WORK ORDER -
Please set down the records below exactly as they appear.

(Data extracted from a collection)
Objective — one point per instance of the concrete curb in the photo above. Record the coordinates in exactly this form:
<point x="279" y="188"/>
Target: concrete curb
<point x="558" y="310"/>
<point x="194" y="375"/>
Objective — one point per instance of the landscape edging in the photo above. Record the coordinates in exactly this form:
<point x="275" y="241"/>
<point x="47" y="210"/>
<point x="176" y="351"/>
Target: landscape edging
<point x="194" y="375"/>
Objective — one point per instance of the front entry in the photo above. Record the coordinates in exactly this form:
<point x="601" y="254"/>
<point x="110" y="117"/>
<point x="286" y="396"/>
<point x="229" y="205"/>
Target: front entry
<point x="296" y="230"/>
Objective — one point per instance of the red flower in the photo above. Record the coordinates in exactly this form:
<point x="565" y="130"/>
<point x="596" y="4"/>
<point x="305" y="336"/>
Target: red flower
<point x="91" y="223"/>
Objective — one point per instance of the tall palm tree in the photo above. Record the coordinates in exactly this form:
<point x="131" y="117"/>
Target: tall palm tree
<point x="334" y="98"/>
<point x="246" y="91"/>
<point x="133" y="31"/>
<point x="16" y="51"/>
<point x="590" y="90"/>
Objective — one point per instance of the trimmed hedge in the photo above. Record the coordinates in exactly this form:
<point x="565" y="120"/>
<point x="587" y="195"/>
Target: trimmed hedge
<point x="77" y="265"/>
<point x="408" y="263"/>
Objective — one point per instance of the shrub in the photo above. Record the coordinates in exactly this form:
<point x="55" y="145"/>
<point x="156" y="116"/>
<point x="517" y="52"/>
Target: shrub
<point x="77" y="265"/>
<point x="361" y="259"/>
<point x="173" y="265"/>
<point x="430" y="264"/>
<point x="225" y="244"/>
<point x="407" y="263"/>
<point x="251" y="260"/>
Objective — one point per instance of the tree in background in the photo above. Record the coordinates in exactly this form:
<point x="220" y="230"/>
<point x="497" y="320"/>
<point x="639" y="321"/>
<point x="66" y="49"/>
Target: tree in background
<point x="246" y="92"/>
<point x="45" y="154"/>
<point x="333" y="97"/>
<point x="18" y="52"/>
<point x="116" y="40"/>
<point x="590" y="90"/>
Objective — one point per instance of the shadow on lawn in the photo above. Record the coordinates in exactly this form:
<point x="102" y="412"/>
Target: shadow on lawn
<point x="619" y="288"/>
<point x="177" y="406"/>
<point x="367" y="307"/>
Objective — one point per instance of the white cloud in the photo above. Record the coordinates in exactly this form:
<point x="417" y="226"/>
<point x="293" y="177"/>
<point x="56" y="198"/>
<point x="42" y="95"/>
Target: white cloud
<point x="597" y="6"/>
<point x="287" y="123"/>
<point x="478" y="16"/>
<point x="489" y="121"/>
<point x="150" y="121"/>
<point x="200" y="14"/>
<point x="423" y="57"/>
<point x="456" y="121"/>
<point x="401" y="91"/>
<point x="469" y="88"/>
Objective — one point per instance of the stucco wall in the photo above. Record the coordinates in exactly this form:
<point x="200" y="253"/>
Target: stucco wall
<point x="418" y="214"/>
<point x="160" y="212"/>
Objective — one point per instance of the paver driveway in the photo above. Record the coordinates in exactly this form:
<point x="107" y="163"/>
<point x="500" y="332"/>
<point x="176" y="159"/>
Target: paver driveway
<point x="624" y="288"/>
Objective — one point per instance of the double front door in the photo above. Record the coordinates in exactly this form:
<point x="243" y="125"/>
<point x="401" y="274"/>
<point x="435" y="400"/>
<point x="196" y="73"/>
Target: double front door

SOLUTION FOR THIS PROBLEM -
Objective — one point per instance of the concrete curb in the photo above. Record the coordinates in exactly this form:
<point x="279" y="188"/>
Target: concrete curb
<point x="558" y="310"/>
<point x="194" y="375"/>
Objective — one point per instance of the landscape edging in the photo above. Record the coordinates in exactly this form:
<point x="275" y="241"/>
<point x="47" y="210"/>
<point x="176" y="351"/>
Target: landscape edging
<point x="194" y="375"/>
Objective — one point per instance of the front entry in the photo above. Record the coordinates in exactly this form:
<point x="601" y="254"/>
<point x="110" y="117"/>
<point x="286" y="396"/>
<point x="229" y="205"/>
Target: front entry
<point x="296" y="230"/>
Objective — one point per instance of the red flower in the photo above. Record the coordinates in exactly this form:
<point x="565" y="130"/>
<point x="596" y="4"/>
<point x="305" y="336"/>
Target: red flower
<point x="91" y="223"/>
Objective — one point per instance of the tall palm tree in the photo above. Record the coordinates in exactly this form:
<point x="131" y="117"/>
Target: tall palm tree
<point x="334" y="98"/>
<point x="246" y="91"/>
<point x="133" y="31"/>
<point x="16" y="51"/>
<point x="590" y="90"/>
Objective — one point per instance of the trimmed hedge in the photo above. Record the coordinates in exactly this form:
<point x="565" y="120"/>
<point x="587" y="195"/>
Target: trimmed hedge
<point x="77" y="265"/>
<point x="408" y="263"/>
Objective — one point per instance of the shrub in the photo above. Record the coordinates in exactly this form:
<point x="55" y="145"/>
<point x="156" y="116"/>
<point x="517" y="52"/>
Target: shrub
<point x="77" y="265"/>
<point x="361" y="259"/>
<point x="173" y="265"/>
<point x="430" y="264"/>
<point x="225" y="244"/>
<point x="407" y="263"/>
<point x="251" y="260"/>
Objective — one point per instance of the tree in background in the photo above. Record the coordinates in exactly this form:
<point x="220" y="230"/>
<point x="497" y="320"/>
<point x="639" y="321"/>
<point x="66" y="49"/>
Target: tree in background
<point x="246" y="92"/>
<point x="45" y="154"/>
<point x="333" y="97"/>
<point x="18" y="52"/>
<point x="116" y="40"/>
<point x="590" y="90"/>
Objective — one point per instance of the shadow on lawn in the photo above. Record the coordinates in exactly this form:
<point x="102" y="412"/>
Target: shadow on lawn
<point x="619" y="288"/>
<point x="177" y="406"/>
<point x="367" y="307"/>
Objective — one point per instance of the white cloud in the photo above. Record the coordinates in exactly this form:
<point x="417" y="226"/>
<point x="293" y="177"/>
<point x="56" y="198"/>
<point x="42" y="95"/>
Target: white cloud
<point x="597" y="6"/>
<point x="287" y="123"/>
<point x="478" y="16"/>
<point x="489" y="121"/>
<point x="150" y="121"/>
<point x="200" y="14"/>
<point x="423" y="57"/>
<point x="456" y="121"/>
<point x="401" y="91"/>
<point x="469" y="88"/>
Objective — one point per instance of the stucco wall in the photo above. Record the coordinates in exactly this form:
<point x="200" y="253"/>
Target: stucco wall
<point x="418" y="214"/>
<point x="160" y="212"/>
Objective — one point per instance of the paver driveway in the photo above. Record the coordinates in exactly this form:
<point x="107" y="163"/>
<point x="500" y="332"/>
<point x="176" y="159"/>
Target: paver driveway
<point x="624" y="288"/>
Objective — one point per instance of the double front door in the photo above. Record the coordinates in exactly this form:
<point x="243" y="125"/>
<point x="401" y="274"/>
<point x="435" y="400"/>
<point x="196" y="73"/>
Target: double front door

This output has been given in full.